■ Task prompt ■
Find every line in the records below that contains the word "positive" with matching case, and copy each of those lines in full.

= = = = = = =

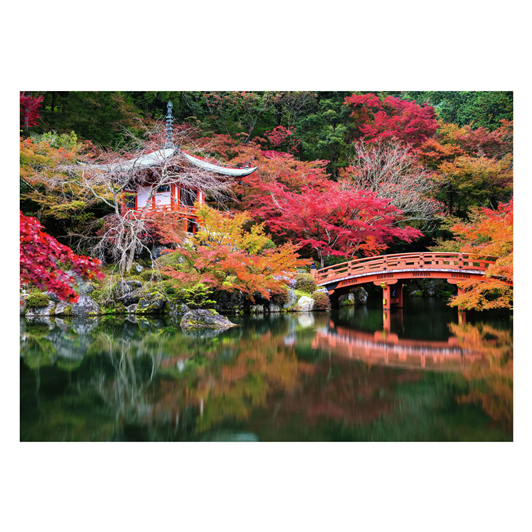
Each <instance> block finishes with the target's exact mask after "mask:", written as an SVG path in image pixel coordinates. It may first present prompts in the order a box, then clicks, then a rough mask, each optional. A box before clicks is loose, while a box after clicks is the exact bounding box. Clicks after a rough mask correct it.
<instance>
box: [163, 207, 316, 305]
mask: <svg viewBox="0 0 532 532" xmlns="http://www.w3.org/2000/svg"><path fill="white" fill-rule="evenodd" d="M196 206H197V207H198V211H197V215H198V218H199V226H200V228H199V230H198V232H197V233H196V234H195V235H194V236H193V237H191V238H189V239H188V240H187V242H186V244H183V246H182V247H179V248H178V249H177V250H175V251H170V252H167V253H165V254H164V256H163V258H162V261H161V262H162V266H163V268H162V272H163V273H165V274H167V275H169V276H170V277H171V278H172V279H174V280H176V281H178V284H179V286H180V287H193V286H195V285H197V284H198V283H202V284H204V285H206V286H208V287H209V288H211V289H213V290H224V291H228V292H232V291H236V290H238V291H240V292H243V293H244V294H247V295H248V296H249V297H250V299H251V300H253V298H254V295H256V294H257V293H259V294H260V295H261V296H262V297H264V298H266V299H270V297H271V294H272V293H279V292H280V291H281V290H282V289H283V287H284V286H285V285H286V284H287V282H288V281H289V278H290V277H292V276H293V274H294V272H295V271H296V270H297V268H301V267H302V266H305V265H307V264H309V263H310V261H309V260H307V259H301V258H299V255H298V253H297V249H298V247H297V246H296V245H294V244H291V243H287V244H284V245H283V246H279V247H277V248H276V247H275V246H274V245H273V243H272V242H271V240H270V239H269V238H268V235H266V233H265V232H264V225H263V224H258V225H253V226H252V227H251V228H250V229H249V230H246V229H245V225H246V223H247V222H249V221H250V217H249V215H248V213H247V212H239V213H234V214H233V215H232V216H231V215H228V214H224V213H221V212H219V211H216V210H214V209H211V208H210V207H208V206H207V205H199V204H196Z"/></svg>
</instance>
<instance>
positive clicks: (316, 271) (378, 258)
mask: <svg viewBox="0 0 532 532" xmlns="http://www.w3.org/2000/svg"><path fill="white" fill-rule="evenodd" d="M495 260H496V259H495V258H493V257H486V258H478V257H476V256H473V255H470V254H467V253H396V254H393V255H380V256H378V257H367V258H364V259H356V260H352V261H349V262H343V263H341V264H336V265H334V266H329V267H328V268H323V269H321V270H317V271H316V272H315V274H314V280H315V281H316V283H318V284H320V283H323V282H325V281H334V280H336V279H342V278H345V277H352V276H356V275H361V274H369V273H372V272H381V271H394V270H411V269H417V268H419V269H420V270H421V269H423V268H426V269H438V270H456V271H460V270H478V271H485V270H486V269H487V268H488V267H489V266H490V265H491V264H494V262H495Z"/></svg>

= = = = = = =

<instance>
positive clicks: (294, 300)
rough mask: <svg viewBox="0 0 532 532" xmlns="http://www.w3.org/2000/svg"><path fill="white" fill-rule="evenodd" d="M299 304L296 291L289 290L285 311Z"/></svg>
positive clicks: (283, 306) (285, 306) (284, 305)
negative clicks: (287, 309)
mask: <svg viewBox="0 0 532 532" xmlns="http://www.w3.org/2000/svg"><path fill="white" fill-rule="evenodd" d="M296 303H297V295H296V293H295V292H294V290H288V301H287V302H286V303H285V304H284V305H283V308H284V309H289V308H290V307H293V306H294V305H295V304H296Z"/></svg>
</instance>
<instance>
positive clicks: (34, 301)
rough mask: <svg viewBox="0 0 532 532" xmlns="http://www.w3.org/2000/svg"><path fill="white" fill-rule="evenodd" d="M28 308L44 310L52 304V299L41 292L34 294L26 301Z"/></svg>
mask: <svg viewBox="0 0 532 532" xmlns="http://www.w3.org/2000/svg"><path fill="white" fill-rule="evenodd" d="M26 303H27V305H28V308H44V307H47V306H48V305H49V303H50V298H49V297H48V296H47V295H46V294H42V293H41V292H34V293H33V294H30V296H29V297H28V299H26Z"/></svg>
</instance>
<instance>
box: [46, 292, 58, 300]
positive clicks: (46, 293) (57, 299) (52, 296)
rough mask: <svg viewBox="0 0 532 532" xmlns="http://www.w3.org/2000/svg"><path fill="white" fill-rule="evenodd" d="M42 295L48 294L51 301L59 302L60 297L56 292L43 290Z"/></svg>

= = = = = = =

■ Output of the task ■
positive clicks: (316, 271) (378, 258)
positive clicks: (294, 300)
positive clicks: (283, 306) (285, 306) (284, 305)
positive clicks: (34, 301)
positive clicks: (46, 293) (57, 299) (52, 296)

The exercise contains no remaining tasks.